### ARTICLE
──────

A common approach for natural language tasks is to use Recurrent Neural Networks (RNNs). In this chapter, we will explore RNNs for NLP, starting with a **Character RNN** trained to predict the next character in a sentence (allowing us to generate Shakespearean text). Then we will move to **Sentiment Analysis** (classifying movie reviews) using word embeddings. Finally, we will tackle **Neural Machine Translation (NMT)** using Encoder-Decoder architectures, Attention Mechanisms, and ultimately the **Transformer** architecture (Attention Is All You Need).

## 2. Generating Shakespearean Text using a Character RNN

A Character RNN predicts the next character in a sequence. By feeding the predicted character back into the network, we can generate text.

### Creating the Training Dataset

First, we download the Shakespeare text, tokenize it (map characters to integers), and create a `tf.data.Dataset` of windowed sequences.

In [None]:
import tensorflow as tf
from tensorflow import keras
import numpy as np

# 1. Download Data
shakespeare_url = "https://homl.info/shakespeare"
filepath = keras.utils.get_file("shakespeare.txt", shakespeare_url)
with open(filepath) as f:
    shakespeare_text = f.read()

# 2. Tokenize (Char Level)
tokenizer = keras.preprocessing.text.Tokenizer(char_level=True)
tokenizer.fit_on_texts([shakespeare_text])

# Encode the full text as integers
[encoded] = np.array(tokenizer.texts_to_sequences([shakespeare_text])) - 1
max_id = len(tokenizer.word_index) # Number of distinct characters
dataset_size = len(encoded)

print(f"Dataset Size: {dataset_size}")
print(f"Distinct Characters: {max_id}")

### Splitting a Sequential Dataset

Training an RNN on a sequence of 1 million characters is infeasible (BPTT would need to unroll 1 million steps). We use the `window()` method to split the sequence into smaller windows of text.

In [None]:
train_size = dataset_size * 90 // 100
dataset = tf.data.Dataset.from_tensor_slices(encoded[:train_size])

n_steps = 100 # Window length
window_length = n_steps + 1 # Target is input shifted by 1

dataset = dataset.window(window_length, shift=1, drop_remainder=True)
# window() returns a dataset of datasets. flatten() turns it into a dataset of tensors.
dataset = dataset.flat_map(lambda window: window.batch(window_length))

# Split inputs (X) and targets (Y)
dataset = dataset.shuffle(10000).batch(32)
dataset = dataset.map(lambda windows: (windows[:, :-1], windows[:, 1:]))

# One-hot encode the inputs and targets
dataset = dataset.map(
    lambda X_batch, Y_batch: (tf.one_hot(X_batch, depth=max_id),
                              tf.one_hot(Y_batch, depth=max_id)))
dataset = dataset.prefetch(1)

──────

### PROBLEM STATEMENT
Reproduce the Character RNN tutorial from "# Encode the" to "dataset_size = len(encoded)" character for character.

### INFORMATION SUPPLIED

──────

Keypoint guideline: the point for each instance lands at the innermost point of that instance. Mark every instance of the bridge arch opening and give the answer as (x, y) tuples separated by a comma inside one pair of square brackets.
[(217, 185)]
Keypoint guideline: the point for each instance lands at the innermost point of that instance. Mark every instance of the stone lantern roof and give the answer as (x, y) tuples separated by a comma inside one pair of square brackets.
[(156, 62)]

──────

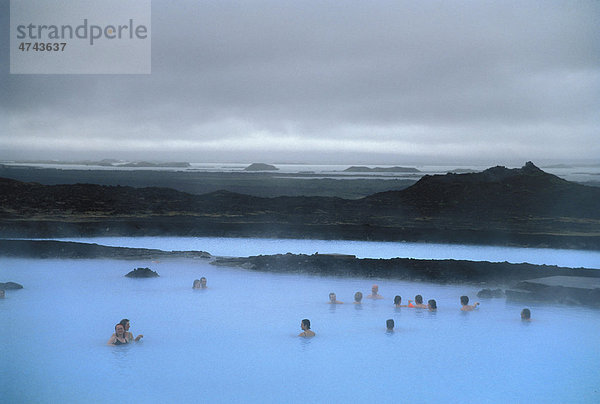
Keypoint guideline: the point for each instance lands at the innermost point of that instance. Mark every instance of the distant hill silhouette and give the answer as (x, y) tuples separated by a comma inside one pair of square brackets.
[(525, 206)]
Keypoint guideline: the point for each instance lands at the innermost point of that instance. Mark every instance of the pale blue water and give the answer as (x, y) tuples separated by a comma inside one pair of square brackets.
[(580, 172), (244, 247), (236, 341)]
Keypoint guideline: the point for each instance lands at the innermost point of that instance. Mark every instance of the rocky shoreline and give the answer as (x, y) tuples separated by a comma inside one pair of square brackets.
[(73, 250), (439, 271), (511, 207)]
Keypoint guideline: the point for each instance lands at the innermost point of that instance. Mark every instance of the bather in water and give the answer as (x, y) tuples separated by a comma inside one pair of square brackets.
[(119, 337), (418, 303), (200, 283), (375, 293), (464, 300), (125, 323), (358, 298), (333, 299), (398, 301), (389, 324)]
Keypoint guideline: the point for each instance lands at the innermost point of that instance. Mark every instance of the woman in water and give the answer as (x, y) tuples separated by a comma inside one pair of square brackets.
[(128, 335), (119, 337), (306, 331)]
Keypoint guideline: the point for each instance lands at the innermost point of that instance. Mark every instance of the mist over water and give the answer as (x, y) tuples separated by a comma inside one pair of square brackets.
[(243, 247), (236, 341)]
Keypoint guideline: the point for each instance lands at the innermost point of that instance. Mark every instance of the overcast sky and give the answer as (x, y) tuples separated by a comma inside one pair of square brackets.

──────

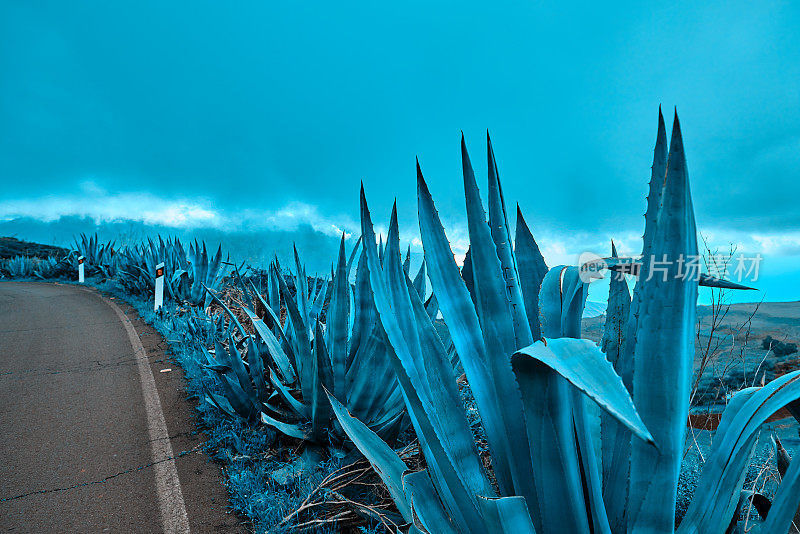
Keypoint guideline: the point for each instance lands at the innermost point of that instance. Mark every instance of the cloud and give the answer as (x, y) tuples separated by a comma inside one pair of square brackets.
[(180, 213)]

──────

### TASK OUTPUT
# Encode the full text as integers
[encoded] = np.array(tokenizer.texts_to_sequences([shakespeare_text])) - 1
max_id = len(tokenizer.word_index) # Number of distinct characters
dataset_size = len(encoded)